» Task statement
Reproduce the listing below line for line, changing nothing.

↓↓↓

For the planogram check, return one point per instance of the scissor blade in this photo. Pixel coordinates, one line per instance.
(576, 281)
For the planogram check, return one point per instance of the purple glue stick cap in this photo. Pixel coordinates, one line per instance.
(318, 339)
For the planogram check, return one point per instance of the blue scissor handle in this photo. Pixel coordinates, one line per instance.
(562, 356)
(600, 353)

↑↑↑

» The response
For the planogram check, return one point per instance of the scissor blade in this photo. Pixel coordinates, one line per instance.
(576, 281)
For the planogram check, return one point per instance of the purple glue stick cap in this photo. Pixel coordinates, one line per instance.
(318, 339)
For the planogram check, return one point per instance of the blue scissor handle in this photo. Pixel coordinates, one line per instance.
(562, 356)
(600, 353)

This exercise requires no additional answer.